[Part of a data file]
+ + + + + + +

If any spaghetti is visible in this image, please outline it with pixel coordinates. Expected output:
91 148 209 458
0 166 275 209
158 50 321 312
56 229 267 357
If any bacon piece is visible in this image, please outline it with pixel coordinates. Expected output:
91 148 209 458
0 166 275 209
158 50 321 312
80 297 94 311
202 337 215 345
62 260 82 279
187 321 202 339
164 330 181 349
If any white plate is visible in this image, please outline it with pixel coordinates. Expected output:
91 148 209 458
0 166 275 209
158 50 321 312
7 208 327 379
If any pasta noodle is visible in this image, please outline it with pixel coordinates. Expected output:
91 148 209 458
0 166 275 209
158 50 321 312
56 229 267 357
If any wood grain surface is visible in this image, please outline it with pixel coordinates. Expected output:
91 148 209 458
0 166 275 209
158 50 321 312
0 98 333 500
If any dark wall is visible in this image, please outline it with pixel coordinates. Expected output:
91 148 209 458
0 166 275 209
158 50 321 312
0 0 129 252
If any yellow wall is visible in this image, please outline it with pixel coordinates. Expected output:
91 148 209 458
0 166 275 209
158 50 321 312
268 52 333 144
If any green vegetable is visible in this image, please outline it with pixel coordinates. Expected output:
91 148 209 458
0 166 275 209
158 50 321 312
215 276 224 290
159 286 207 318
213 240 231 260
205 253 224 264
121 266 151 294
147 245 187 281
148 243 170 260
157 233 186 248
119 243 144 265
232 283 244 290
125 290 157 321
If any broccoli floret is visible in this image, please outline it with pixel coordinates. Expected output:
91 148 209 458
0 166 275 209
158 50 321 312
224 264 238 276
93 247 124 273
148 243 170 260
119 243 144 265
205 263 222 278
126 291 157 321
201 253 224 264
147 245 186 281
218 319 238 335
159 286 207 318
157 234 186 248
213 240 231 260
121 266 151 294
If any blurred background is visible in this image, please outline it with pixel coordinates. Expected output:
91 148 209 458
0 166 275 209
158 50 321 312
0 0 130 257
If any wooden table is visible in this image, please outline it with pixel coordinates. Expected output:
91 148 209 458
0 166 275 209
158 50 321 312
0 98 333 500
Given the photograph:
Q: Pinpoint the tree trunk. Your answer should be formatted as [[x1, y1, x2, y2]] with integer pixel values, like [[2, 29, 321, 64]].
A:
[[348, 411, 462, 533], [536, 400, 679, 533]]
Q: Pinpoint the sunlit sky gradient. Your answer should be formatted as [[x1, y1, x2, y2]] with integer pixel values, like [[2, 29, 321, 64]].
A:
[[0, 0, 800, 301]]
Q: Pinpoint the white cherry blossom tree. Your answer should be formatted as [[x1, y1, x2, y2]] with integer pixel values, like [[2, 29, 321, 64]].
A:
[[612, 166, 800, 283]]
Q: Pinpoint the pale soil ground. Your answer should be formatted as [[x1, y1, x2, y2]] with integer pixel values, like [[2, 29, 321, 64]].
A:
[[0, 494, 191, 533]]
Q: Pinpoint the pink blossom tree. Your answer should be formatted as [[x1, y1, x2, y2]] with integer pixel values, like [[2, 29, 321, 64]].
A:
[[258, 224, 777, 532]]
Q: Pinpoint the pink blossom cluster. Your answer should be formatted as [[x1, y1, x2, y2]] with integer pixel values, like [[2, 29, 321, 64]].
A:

+ + + + + + +

[PROMPT]: Substitute "Locate" for every occurrence of "Pinpoint" in the data above, and reproduce all of the data with nothing else changed.

[REPLY]:
If any spaghetti is visible in this image, please outline it with pixel coordinates. Expected output:
91 148 209 458
0 166 275 209
158 50 321 312
56 229 267 357
If any bacon piece is visible in this image, please outline it with pixel coordinates. Expected output:
91 148 209 458
0 166 275 209
158 50 321 312
80 297 94 311
202 337 215 345
62 260 82 279
187 321 202 339
164 330 181 349
If any white plate is visible in this image, please outline it with pixel coordinates. Expected output:
91 148 209 458
0 166 275 209
158 50 321 312
7 208 327 379
If any pasta noodle is visible in this image, please outline it with pixel coordinates. Expected output:
91 148 209 458
0 166 275 209
158 50 321 312
56 229 267 357
If any wood grain surface is visible in this image, please outline it with pixel coordinates. Expected output:
91 148 209 458
0 166 275 209
158 50 321 312
0 98 333 500
If any dark wall is visible in this image, please outline it with pixel coordinates. Expected output:
91 148 209 458
0 166 275 209
158 50 321 312
0 0 129 252
If any yellow wall is visible in this image, please outline it with pixel coordinates. Expected output:
91 148 209 458
0 166 275 209
158 50 321 312
268 52 333 144
If any green vegetable is visible in this image, please outline it with pixel coordinates. Expected output:
91 148 209 458
0 166 275 209
158 50 321 312
215 276 224 290
159 286 207 318
213 240 231 260
205 253 224 264
121 266 151 294
147 245 187 281
148 243 170 260
157 233 186 248
119 243 144 265
232 283 244 290
125 290 157 321
If any broccoli floret is visible in this image, please outline it with pixel coordinates. Expected output:
91 148 209 458
0 166 275 209
158 50 321 312
224 264 238 276
93 247 124 273
148 243 170 260
119 243 144 265
205 263 222 278
126 291 157 321
201 253 224 264
147 245 186 281
218 319 238 335
159 286 207 318
157 234 186 248
213 240 231 260
121 266 151 294
If any blurred background is visible in this image, please outline it with pixel coordinates. Expected output:
91 148 209 458
0 166 275 209
158 50 321 312
0 0 130 257
If any wooden table is visible in this image, please outline it with pixel coordinates. Expected output:
91 148 209 458
0 166 275 209
158 50 321 312
0 98 333 500
Given the photograph:
Q: Locate the tree trunk. Your answer should be formatted as [[x1, y1, x2, y2]] with integer pixel values, like [[2, 29, 321, 64]].
A:
[[348, 411, 462, 533], [536, 400, 679, 533]]
Q: Locate the sunlit sky gradient. Your answer should be formatted as [[x1, y1, x2, y2]] with integer pixel values, like [[2, 29, 321, 64]].
A:
[[0, 0, 800, 301]]
Q: Locate the white cherry blossom tree. Your answer should be formatted as [[x1, y1, x2, y2]] with integer pixel values, like [[2, 29, 321, 64]].
A:
[[612, 166, 800, 283]]
Q: Locate the pale soil ground. Your answer should be formatted as [[x1, y1, x2, y2]] with integer pixel values, like [[2, 29, 321, 64]].
A:
[[0, 494, 191, 533]]
Q: Locate the pink blossom tree. Your answer should be formatted as [[x1, y1, x2, y2]] with integer pixel values, like [[2, 29, 321, 64]].
A:
[[258, 224, 777, 532]]
Q: Locate the pink blossom cluster. Your answer should be formatted as [[x1, y1, x2, y2]] with integer pixel values, like [[2, 29, 321, 64]].
A:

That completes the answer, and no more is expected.